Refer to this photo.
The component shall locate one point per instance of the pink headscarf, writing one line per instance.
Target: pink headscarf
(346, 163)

* * *

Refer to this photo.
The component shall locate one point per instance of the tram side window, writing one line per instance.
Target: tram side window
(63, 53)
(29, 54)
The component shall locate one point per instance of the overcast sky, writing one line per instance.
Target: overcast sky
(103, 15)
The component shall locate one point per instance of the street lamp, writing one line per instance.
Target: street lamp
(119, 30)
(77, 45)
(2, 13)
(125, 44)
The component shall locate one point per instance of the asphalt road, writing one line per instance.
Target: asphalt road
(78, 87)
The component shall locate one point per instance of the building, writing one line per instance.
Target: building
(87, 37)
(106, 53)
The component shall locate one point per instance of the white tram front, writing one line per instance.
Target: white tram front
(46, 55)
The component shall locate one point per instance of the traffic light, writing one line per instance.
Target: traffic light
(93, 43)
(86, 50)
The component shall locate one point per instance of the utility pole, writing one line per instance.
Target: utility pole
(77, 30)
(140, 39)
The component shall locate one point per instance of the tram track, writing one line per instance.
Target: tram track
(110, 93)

§ **WHAT IS NEEDED**
Show, from the entries above, every line that includes the string "writing".

§ **FINAL ANSWER**
The component shall locate one point per instance of the pink headscarf, writing one line per instance.
The component shall locate one point per instance of the tram side window, writing one line per instance.
The component shall locate one point per instance of the overcast sky, writing one line per instance.
The component shall locate one point per instance of the street lamp, writing one line per instance.
The component shall locate one point per instance of the asphalt road, writing one line per instance.
The component shall locate one point per instance of the building, writing one line per instance.
The component shall locate one point per instance of the white tram front, writing one line per instance.
The component shall locate one point per instance of the traffic light, writing one line per instance.
The component shall locate one point per instance of the utility pole, writing one line per instance.
The component shall locate one point per instance of the tram track, writing one line per instance.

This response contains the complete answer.